ASSIGNMENT.
For the records below, tally the lines that include the word "pixel" and give only the tally.

SUPPLIED DATA.
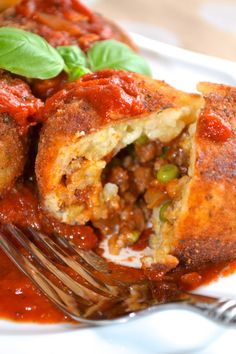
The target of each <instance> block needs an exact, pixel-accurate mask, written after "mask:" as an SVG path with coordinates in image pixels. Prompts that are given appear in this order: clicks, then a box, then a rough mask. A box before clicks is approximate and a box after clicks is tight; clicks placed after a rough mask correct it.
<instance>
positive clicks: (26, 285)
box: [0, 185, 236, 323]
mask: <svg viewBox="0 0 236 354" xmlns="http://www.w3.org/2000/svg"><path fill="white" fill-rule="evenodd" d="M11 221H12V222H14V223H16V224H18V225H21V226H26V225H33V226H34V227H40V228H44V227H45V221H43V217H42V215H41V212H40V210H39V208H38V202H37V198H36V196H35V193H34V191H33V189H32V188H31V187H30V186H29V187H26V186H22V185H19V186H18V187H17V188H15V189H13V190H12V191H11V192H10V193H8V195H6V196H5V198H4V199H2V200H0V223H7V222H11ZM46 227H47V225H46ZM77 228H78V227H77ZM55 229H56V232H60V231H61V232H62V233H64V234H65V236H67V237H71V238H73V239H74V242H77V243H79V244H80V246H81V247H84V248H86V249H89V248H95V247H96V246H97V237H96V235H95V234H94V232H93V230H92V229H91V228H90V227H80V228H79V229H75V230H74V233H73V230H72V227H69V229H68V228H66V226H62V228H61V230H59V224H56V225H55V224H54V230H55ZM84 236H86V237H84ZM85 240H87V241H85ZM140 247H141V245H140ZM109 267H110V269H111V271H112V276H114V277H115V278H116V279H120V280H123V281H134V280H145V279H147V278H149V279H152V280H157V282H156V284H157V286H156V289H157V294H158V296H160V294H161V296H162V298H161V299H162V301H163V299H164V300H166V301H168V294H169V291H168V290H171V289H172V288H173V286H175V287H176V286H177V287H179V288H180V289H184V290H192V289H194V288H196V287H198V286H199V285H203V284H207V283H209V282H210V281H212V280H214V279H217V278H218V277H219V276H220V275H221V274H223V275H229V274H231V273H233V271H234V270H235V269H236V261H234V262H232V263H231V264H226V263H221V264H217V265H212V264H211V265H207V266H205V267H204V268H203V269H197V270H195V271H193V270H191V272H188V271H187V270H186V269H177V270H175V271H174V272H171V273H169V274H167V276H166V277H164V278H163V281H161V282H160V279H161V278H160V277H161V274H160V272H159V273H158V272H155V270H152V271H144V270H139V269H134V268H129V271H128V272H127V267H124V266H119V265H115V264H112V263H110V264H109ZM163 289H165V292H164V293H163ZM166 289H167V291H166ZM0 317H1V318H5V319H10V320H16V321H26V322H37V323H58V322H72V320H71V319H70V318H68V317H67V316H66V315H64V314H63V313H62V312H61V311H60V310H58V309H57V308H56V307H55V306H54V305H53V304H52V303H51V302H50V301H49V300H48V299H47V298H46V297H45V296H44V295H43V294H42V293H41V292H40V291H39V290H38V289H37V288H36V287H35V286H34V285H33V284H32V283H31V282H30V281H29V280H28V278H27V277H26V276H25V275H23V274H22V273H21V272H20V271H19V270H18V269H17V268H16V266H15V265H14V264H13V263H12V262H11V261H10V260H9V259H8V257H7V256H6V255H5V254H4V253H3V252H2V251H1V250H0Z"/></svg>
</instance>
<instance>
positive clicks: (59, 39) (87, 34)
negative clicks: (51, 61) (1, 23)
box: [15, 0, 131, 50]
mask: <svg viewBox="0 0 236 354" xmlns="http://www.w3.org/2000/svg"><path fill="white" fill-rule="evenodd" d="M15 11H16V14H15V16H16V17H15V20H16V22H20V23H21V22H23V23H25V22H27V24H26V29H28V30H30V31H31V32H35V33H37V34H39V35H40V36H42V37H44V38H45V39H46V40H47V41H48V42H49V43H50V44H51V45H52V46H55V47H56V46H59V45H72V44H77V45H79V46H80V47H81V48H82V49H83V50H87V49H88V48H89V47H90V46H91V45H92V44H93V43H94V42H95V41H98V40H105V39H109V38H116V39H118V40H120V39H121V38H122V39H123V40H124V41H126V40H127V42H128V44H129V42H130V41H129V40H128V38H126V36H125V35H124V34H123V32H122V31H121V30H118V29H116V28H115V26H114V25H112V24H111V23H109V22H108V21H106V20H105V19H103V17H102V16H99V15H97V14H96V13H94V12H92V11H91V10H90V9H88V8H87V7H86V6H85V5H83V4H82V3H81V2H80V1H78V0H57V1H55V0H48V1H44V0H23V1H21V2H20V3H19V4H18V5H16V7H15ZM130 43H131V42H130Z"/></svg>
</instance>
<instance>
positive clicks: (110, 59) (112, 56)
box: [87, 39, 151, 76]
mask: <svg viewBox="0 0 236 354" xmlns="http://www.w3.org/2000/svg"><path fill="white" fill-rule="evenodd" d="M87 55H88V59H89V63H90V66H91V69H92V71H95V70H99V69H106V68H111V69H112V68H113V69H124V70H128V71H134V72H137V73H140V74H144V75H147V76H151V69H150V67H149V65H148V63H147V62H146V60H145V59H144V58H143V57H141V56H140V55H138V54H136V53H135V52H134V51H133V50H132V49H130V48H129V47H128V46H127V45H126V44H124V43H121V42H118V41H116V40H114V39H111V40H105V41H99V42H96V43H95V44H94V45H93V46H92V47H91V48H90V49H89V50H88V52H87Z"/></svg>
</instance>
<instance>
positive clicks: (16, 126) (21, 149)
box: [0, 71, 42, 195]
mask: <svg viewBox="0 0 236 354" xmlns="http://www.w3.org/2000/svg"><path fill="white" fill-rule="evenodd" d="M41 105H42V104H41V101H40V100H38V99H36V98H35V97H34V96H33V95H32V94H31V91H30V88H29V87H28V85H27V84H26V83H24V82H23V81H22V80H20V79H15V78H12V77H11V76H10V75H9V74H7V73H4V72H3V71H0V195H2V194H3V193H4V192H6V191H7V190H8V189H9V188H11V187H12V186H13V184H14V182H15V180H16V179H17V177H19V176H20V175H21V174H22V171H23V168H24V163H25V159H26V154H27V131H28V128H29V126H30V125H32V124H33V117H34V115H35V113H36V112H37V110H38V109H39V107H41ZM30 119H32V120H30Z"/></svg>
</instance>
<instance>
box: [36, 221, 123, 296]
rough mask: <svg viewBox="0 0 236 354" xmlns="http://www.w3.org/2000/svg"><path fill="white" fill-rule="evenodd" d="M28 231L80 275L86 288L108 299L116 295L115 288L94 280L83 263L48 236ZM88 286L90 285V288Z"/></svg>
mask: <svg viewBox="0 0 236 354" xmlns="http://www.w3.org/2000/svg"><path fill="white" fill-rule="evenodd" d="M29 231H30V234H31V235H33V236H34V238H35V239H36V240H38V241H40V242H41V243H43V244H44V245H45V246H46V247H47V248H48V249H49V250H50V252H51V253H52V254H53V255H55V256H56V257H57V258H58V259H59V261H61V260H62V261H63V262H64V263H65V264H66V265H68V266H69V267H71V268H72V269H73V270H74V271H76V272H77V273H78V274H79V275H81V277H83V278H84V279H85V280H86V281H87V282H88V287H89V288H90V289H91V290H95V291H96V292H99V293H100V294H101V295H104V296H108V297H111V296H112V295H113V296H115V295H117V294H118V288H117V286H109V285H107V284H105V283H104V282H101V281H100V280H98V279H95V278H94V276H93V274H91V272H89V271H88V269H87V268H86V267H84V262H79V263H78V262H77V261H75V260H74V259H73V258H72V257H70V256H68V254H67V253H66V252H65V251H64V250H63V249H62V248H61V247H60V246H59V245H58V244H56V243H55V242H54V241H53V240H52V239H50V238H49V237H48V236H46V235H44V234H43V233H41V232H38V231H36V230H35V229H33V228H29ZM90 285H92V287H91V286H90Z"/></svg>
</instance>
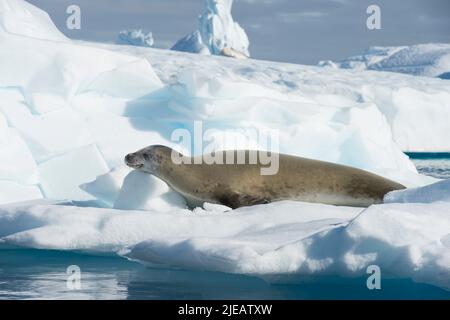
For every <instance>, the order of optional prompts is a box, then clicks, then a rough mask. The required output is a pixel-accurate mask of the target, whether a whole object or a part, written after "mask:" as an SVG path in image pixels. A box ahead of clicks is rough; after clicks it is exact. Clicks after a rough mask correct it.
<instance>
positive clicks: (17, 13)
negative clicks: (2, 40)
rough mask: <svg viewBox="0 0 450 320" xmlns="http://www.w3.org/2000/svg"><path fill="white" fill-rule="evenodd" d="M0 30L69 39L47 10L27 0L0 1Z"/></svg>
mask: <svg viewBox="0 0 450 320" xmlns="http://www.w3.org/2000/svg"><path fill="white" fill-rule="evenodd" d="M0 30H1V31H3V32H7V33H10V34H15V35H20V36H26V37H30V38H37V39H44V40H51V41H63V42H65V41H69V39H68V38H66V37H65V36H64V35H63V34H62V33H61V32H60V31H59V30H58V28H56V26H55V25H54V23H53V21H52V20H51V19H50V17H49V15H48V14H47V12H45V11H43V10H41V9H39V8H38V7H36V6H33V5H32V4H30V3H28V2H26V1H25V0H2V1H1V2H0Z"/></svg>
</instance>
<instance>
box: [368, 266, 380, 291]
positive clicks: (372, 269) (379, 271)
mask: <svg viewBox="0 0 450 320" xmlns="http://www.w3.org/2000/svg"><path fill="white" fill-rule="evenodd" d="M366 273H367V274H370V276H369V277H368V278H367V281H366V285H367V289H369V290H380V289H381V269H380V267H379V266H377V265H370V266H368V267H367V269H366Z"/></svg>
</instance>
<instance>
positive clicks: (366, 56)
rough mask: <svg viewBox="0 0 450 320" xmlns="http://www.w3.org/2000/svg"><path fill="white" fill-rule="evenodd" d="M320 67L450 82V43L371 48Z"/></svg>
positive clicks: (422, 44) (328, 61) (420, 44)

PROBLEM SOLUTION.
2